** Lesetext **
────────────────────
Schon im Dezember hatte man sich von Verbandsseite (WFV) ja vom Standardmodus verabschiedet und die Rückrunde gestrichen. Nun wandert auch die favorisierte Ersatzversion, nach Abschluss der Hinserie die Starterfelder in eine Aufstiegs- und Abstiegsrunde zu unterteilen, notgedrungen in den Papierkorb. Die Erkenntnis ist: auch dafür würde inzwischen die Zeit nicht mehr reichen. Bleibt allein noch Plan C. Dieser lautet: in allen Ligen lediglich die seit Ende Oktober unterbrochene erste Rundenhälfte fertig spielen, dann noch Relegation, dann Schluss. Direktaufsteiger und Direktabsteiger würden anhand der eigentlichen Halbzeittabellen ermittelt.
────────────────────
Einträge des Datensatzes

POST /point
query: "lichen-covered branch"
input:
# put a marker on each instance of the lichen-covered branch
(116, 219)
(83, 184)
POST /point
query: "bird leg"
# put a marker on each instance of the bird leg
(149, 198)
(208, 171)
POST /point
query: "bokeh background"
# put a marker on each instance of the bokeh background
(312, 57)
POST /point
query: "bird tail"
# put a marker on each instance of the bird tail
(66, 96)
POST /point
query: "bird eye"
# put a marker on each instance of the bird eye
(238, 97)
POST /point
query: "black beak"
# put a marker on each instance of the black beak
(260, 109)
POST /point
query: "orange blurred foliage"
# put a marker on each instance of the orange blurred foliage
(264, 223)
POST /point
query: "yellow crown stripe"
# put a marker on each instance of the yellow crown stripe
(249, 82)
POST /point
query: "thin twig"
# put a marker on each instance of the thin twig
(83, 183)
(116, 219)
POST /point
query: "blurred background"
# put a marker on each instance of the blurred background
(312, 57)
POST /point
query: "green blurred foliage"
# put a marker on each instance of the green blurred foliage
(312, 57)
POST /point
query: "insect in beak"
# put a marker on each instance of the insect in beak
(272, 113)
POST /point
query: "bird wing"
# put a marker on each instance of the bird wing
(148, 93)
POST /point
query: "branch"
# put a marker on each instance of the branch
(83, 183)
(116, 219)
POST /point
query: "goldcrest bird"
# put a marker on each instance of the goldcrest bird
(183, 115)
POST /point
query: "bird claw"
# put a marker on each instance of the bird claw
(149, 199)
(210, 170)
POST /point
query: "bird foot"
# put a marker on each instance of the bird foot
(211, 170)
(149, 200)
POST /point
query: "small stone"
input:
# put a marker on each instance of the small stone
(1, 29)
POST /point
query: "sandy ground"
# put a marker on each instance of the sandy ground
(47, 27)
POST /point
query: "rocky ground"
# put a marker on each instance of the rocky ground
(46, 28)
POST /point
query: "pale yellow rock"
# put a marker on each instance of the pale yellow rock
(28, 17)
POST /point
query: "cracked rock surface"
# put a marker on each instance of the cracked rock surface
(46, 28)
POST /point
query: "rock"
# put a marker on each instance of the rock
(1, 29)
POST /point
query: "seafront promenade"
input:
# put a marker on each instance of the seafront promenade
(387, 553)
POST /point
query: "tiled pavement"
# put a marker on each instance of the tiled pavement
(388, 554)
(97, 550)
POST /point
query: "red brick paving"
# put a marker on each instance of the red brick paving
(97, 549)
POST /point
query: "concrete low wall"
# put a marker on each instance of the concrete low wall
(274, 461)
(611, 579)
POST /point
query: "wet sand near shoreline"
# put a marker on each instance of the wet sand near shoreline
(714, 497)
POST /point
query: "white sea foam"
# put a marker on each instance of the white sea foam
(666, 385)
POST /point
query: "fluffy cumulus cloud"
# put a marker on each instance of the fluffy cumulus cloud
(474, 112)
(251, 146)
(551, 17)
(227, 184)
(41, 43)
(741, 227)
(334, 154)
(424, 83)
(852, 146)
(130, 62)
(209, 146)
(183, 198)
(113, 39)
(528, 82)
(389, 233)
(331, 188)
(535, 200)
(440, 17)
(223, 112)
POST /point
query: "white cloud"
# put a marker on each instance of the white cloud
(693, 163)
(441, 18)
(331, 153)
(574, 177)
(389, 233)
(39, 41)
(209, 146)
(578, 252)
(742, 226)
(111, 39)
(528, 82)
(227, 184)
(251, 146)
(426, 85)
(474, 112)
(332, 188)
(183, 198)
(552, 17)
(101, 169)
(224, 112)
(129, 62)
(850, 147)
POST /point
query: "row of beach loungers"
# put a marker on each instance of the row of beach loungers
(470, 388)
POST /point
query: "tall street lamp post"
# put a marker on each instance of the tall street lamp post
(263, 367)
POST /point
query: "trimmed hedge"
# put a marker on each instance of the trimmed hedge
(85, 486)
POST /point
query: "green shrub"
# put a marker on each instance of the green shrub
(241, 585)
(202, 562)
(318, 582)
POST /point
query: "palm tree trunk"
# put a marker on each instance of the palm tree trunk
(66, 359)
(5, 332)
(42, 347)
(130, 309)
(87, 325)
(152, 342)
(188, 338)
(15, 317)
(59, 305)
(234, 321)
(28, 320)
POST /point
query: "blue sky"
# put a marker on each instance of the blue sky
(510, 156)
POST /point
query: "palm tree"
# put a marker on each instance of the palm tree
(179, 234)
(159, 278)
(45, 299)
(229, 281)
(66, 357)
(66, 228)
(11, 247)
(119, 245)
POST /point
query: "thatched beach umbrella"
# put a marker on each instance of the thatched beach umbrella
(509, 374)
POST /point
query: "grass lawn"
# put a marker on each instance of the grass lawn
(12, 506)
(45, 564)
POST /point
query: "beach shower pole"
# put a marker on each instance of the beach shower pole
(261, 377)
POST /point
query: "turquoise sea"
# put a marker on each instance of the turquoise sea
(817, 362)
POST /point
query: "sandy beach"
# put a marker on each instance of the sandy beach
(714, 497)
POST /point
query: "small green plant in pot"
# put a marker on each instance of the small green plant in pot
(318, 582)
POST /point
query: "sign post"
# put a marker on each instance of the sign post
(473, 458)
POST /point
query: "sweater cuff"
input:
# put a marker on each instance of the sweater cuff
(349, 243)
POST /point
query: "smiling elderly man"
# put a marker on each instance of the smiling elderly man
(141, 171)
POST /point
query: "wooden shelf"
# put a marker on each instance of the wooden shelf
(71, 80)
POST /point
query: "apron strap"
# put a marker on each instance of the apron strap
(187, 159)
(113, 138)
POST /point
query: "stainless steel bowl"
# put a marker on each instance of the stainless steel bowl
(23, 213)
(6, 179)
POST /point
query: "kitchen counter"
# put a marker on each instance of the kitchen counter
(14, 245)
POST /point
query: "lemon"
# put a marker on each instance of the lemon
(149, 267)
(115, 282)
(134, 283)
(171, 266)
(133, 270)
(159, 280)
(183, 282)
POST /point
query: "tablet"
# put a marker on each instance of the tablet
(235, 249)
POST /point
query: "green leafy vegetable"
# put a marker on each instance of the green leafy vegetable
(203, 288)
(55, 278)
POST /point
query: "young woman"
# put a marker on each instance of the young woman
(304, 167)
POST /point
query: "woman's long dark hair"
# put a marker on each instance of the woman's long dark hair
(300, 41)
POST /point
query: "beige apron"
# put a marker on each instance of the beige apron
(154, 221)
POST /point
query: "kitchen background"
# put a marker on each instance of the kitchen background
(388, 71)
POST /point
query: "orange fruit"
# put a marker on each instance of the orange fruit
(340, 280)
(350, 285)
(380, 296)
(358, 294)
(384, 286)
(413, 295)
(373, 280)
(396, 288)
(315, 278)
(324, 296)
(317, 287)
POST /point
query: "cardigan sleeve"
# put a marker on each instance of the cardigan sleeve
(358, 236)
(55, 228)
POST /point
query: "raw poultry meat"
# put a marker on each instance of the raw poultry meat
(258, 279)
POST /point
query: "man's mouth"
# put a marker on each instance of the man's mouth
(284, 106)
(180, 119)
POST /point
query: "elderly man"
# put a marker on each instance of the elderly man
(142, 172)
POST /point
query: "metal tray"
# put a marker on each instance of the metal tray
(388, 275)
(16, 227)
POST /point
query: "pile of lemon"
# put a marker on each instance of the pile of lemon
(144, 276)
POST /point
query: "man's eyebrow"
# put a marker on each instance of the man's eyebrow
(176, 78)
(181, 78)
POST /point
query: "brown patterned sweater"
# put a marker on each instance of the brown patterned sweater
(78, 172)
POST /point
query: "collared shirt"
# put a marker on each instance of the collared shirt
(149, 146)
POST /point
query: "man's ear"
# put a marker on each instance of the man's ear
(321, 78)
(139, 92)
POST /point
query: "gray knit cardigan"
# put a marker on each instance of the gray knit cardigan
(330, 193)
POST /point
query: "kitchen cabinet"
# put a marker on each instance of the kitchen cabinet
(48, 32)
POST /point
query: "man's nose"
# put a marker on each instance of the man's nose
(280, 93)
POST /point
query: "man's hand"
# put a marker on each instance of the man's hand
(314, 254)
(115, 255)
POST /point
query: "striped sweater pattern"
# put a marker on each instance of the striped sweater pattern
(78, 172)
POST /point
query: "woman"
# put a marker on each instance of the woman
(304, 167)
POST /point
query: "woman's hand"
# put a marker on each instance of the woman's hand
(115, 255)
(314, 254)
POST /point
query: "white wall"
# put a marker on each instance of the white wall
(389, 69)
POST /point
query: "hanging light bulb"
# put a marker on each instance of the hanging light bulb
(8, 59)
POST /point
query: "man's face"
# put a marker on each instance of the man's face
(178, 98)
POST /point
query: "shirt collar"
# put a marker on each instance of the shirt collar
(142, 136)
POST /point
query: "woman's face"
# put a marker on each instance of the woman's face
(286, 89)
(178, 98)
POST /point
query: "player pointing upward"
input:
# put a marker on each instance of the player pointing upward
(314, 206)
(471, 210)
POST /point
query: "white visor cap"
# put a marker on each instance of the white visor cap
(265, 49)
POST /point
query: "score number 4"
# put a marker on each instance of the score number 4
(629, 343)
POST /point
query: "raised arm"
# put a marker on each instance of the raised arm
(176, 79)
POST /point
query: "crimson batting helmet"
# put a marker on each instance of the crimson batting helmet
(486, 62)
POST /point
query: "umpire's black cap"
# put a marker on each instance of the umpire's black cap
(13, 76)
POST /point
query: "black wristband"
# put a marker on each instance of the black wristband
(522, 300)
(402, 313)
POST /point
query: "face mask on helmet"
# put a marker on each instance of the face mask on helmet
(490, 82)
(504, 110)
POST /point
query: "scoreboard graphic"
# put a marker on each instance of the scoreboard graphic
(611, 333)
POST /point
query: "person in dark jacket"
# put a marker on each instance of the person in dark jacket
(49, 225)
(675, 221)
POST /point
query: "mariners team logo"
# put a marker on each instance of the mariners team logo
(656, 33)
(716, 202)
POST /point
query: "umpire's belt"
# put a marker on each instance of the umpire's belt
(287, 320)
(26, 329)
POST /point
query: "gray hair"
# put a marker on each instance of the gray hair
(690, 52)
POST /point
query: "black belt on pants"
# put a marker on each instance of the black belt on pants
────────────────────
** Fragen zum Material **
- 1) Warum wird laut dem Lesetext auch die favorisierte Ersatzversion mit Aufstiegs- und Abstiegsrunde verworfen? Antworte in ein bis drei Sätzen.
- 2) Führe den Lesetext über die Saisonplanung des WFV im Anschluss an seinen letzten Satz weiter.

** Lösungen der Übung **
- 1) Die Ersatzversion wird verworfen, weil inzwischen auch für sie die Zeit nicht mehr reichen würde. Deshalb bleibt nur noch Plan C.

- 2)
Durch die damit verbundene nochmalige Reduzierung der Spieltagszahl ist fürs Erste Luft gewonnen. Freilich: auch in diesem Fall nicht unbegrenzt. Als Deadline steht der 9. Mai. Jener ist laut WFV das Datum, an dem der Punktspielbetrieb spätestens wieder beginnen muss, sonst wären alle Bemühungen endgültig umsonst gewesen. Lässt sich bis dahin kein Wiederanpfiff realisieren, folgte ein Abbruch samt Annullierung der Saison – das Szenario, das man an der Stuttgarter Goethestraße nach wie vor unbedingt vermeiden will. Ein sofortiges Aus in Erwägung zu ziehen, wie in einigen anderen Landesverbänden, widerspräche der Verantwortung gegenüber den Vereinen, eine sportliche Wertung der Meisterschaftsrunden zu ermöglichen. So heißt es in einer schriftlichen Erklärung.
Die zwischenzeitliche Idee, das Spieljahr um zwei Wochen bis Mitte Juli zu verlängern, ist gleichwohl kein Thema mehr. Das entscheidende Gegenargument: damit würden die Wechselperiode und die darauffolgende nächste Saison tangiert. Gelten sollen die Pläne für alle Spielklassen: Männer, Frauen sowie bei der Jugend im überbezirklichen Bereich. In den Nachwuchsstaffeln auf Bezirksebene obliegt es den jeweiligen Bezirken, individuelle Lösungen zu finden.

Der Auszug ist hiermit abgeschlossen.